PAGE EXCERPT:

>>>

SolDevelo · jkondrat · Jun 24, 2026 · Jun 23, 2026
diff --git a/README.md b/README.md
@@ -85,7 +85,7 @@ CONTAINER_SCANNER=docker-scout
 ### 🔍 Scanner Options
 
 InfraScan offers several scanning modes:
-- **regex** (Fast): Quick cost optimization scan (19 regex rules)
+- **regex** (Fast): Quick cost optimization scan (27 regex rules)
 - **containers**: Container vulnerability scanning (Docker Scout or Grype)
 - **checkov**: IaC Security checks only
 - **comprehensive**: All scanners combined (Cost + Security + Containers)
@@ -160,6 +160,7 @@ docker run --rm -v $(pwd):/scan soldevelo/infrascan --framework kubernetes --sca
   - **Explicit framework**: Scan only that specific framework (terraform, kubernetes, etc.).
 - `-f`, `--include`: Select specific files or directories to scan. Can be used multiple times (e.g., `-f dir1 -f file2.tf`). This is useful in large repositories to avoid scanning redundant or test deployments.
 - `--download-external-modules`: Allow Checkov to download external modules (Terraform/etc)
+- `--traffic-profile`: `auto`, `small`, `medium`, `large` (default: `auto`). Controls usage-based cost assumptions for NAT transfer, CloudWatch log ingestion, Lambda invocations, S3 storage, and API calls. `auto` detects the profile from infra size (EC2/NAT/Lambda/RDS counts). Profiles are defined in `reporter/traffic_profiles.json` and can be edited without code changes.

<<<

MATERIAL TO PROCESS:
>>>

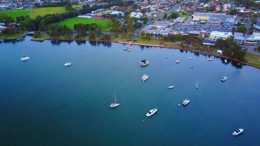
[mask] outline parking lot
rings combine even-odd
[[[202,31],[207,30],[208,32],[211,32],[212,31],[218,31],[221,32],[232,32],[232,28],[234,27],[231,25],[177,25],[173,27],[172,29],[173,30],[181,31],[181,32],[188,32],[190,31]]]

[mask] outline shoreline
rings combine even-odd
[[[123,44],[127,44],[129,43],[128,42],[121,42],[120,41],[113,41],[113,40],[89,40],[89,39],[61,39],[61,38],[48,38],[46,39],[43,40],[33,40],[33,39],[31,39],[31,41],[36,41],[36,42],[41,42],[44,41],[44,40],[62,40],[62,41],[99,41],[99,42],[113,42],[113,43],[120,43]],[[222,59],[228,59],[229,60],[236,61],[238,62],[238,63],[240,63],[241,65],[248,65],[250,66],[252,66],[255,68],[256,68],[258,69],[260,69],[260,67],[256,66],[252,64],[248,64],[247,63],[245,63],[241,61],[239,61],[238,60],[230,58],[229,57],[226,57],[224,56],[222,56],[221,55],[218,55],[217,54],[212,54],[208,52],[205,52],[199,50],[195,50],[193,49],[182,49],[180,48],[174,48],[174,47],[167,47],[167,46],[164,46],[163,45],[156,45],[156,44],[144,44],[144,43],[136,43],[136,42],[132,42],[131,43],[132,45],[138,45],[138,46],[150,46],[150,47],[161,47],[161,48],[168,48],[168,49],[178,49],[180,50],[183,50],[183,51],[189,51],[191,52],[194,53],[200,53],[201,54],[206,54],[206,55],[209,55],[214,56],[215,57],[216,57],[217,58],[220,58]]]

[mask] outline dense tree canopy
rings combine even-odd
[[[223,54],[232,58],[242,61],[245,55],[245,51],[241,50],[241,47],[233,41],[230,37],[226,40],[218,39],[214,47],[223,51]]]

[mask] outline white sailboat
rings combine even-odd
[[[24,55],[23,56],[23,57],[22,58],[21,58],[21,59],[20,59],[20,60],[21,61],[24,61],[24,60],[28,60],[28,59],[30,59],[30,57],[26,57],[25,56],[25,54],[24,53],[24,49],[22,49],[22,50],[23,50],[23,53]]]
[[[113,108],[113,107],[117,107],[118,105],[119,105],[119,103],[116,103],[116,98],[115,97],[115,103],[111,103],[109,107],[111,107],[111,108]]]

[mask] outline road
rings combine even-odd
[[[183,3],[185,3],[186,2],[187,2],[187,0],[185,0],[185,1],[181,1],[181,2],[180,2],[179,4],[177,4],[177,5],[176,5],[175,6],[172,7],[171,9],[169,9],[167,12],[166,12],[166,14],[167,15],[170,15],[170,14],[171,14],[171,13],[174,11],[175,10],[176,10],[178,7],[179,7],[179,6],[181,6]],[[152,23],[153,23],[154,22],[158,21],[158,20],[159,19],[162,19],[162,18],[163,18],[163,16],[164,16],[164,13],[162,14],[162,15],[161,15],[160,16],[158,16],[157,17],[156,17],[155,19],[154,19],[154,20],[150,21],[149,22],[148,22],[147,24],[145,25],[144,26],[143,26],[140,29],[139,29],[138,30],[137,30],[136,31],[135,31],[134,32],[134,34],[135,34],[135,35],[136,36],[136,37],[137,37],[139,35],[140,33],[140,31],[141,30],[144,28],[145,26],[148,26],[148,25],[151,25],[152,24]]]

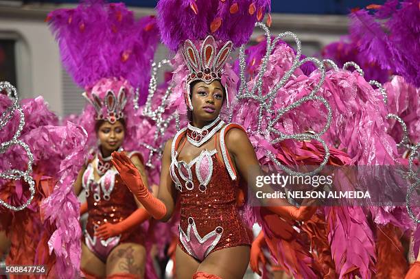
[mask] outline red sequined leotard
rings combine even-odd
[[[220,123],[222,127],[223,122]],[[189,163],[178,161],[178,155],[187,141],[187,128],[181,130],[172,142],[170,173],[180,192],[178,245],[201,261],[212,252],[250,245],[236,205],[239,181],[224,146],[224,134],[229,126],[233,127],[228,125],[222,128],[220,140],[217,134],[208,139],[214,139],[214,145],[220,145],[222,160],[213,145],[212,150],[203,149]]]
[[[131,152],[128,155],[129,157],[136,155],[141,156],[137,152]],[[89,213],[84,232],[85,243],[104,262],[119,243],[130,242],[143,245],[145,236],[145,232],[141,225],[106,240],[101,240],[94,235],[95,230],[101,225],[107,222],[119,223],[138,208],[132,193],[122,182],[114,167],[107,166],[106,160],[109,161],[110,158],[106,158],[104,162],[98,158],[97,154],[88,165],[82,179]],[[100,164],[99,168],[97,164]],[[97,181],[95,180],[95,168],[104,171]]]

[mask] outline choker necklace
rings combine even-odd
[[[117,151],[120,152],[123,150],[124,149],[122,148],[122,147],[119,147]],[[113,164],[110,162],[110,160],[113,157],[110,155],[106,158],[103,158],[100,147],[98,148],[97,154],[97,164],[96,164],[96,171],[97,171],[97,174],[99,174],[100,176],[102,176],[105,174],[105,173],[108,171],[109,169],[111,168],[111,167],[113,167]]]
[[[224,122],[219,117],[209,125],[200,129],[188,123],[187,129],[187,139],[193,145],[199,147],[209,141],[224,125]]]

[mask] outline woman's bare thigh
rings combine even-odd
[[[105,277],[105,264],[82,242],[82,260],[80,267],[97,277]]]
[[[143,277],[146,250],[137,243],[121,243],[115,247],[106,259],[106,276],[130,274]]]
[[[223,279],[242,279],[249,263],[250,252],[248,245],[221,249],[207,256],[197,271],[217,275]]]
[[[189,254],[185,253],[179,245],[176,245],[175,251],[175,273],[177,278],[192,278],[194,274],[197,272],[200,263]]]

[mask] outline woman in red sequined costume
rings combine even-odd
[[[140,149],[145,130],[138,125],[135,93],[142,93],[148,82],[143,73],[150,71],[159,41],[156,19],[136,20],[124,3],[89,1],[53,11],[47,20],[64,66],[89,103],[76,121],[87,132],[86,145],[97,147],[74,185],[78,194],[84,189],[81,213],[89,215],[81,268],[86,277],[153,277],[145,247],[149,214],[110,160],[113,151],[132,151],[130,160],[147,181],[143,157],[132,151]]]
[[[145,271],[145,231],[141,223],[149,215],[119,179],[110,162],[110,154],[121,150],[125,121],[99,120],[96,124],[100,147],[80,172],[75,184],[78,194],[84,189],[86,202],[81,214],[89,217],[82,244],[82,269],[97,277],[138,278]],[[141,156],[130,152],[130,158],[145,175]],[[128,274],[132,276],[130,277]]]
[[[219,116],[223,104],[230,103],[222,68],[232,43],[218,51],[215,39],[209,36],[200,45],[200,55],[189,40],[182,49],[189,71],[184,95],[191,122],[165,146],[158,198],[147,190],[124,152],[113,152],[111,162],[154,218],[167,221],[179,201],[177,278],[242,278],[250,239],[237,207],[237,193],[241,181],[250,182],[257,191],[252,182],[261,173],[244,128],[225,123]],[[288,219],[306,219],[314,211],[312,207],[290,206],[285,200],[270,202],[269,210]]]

<<<

WHAT THIS EXERCISE ASKS:
• 1. According to the README diff, which usage-based cost assumptions does the `--traffic-profile` option control? List them all.
• 2. Report each line of the rows that contains the string "mask", copying every such line in full.
The rows have no connection to the README diff.

WRITTEN ANSWERS:
• 1.
- NAT transfer
- CloudWatch log ingestion
- Lambda invocations
- S3 storage
- API calls

• 2.
[mask] outline parking lot
[mask] outline shoreline
[mask] outline dense tree canopy
[mask] outline white sailboat
[mask] outline road
[mask] outline red sequined leotard
[mask] outline choker necklace
[mask] outline woman's bare thigh
[mask] outline woman in red sequined costume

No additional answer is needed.